**Opdracht**
Schrijf het stuk van de brief over de eed of belofte over van "Aan de Voorzitter" tot "de financiële sector.", en hernoem daarin "financiële sector" overal tot "bankensector".

**Aangeleverd fragment**
Aan de Voorzitter van de Tweede Kamer der Staten-Generaal
Den Haag, 27 november 2012
Hierbij wil ik u informeren over de voortgang van de invoering van de eed of belofte voor de financiële sector.
In het regeerakkoord is opgenomen dat een eed of belofte zal worden ingevoerd met strenge sancties. Ik onderschrijf ten volle het belang van de kernwaarden waar de eed of belofte voor staat. Een wezenlijke gedrags- en cultuurverandering vergt immers niet alleen regelgeving, maar kent ook een sterke morele dimensie. Momenteel ben ik zorgvuldig aan het bekijken hoe een eed met strenge sancties adequaat kan worden vorm gegeven. Hierbij houd ik ook rekening met de toezegging van mijn ambtsvoorganger om de mogelijkheden van tuchtrecht in de financiële sector te verkennen.1
Eén van de aandachtspunten is de reikwijdte van mogelijke sancties in samenhang met de reikwijdte van de eed of belofte. Ik wil deze zo goed mogelijk op elkaar laten aansluiten en onduidelijkheid voor de sector zoveel mogelijk voorkomen. Om deze reden heb ik er voor gekozen om vanaf 1 januari 2013 de eed of belofte vooralsnog alleen verplicht te stellen voor personen die door de Autoriteit Financiële Markten (AFM) en De Nederlandsche Bank (DNB) worden getoetst op hun geschiktheid, zoals beleidsbepalers en commissarissen. Voor deze groep is reeds sprake van een strenge wettelijke sanctie. Bij het niet naleven of overtreden van de eed of belofte kan een betrokkene, als ultimum remedium, zijn functie niet langer uitoefenen. Overigens kijk ik ook voor deze groep personen naar de mogelijkheid van aanvullende maatregelen.

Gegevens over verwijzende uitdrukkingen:
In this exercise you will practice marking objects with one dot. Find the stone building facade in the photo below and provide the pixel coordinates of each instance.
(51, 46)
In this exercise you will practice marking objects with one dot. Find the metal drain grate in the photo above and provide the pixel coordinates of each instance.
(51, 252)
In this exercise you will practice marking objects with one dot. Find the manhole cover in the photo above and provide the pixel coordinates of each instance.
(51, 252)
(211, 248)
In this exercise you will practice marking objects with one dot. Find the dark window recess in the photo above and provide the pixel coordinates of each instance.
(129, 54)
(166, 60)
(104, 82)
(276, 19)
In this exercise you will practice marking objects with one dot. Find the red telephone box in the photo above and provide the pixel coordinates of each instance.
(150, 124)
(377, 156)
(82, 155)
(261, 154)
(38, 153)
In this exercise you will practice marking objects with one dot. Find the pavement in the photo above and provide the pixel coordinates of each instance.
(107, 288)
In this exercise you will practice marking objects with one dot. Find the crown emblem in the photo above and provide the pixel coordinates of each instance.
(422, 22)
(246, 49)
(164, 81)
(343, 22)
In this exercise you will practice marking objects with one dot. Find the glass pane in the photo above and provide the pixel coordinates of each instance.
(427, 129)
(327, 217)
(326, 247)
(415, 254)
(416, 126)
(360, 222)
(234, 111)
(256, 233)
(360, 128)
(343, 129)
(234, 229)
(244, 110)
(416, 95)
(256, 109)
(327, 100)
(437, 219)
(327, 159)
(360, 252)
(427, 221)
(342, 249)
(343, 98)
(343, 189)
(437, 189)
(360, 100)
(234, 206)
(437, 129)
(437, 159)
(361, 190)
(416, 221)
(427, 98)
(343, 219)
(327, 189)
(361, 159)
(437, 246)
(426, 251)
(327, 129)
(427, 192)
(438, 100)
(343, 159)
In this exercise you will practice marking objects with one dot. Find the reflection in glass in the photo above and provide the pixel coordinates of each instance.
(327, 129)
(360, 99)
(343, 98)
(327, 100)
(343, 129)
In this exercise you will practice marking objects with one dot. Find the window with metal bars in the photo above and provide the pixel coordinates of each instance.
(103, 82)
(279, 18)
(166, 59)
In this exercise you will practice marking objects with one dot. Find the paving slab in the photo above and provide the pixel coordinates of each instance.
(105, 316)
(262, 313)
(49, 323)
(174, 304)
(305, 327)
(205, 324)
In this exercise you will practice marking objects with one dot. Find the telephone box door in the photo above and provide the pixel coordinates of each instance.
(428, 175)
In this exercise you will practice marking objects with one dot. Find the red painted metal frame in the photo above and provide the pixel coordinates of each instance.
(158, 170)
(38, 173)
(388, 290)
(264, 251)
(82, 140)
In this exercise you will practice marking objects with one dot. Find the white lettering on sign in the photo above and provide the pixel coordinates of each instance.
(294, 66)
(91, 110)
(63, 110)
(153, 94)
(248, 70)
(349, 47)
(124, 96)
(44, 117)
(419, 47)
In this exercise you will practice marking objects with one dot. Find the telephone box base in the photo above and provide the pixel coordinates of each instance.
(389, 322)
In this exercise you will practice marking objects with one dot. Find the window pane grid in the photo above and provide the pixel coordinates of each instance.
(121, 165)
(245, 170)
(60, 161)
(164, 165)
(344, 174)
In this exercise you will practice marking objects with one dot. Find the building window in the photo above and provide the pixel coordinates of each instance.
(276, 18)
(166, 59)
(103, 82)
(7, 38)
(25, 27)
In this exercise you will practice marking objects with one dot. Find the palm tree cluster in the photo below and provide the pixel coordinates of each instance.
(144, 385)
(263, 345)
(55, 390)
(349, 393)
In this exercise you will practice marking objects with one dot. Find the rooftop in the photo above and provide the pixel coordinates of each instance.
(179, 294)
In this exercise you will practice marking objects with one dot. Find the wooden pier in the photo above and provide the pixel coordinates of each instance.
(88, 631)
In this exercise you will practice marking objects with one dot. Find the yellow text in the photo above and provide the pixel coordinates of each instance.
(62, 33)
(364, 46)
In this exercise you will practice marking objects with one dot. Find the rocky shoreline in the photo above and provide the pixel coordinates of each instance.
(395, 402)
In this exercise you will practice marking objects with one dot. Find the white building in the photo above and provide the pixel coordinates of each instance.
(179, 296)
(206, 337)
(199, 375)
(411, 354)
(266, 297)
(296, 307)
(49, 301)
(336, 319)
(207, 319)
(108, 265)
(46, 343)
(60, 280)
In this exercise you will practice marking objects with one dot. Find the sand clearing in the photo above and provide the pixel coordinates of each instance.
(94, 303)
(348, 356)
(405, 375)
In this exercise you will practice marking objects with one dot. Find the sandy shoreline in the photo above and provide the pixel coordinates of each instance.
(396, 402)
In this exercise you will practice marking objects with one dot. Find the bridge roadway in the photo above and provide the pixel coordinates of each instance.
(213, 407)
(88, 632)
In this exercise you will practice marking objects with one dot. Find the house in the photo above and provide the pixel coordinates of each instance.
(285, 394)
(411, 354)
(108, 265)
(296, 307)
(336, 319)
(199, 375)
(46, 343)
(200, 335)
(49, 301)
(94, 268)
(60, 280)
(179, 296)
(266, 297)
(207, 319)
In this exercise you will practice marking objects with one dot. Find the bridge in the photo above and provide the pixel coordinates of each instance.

**Jouw antwoord**
Aan de Voorzitter van de Tweede Kamer der Staten-Generaal
Den Haag, 27 november 2012
Hierbij wil ik u informeren over de voortgang van de invoering van de eed of belofte voor de bankensector.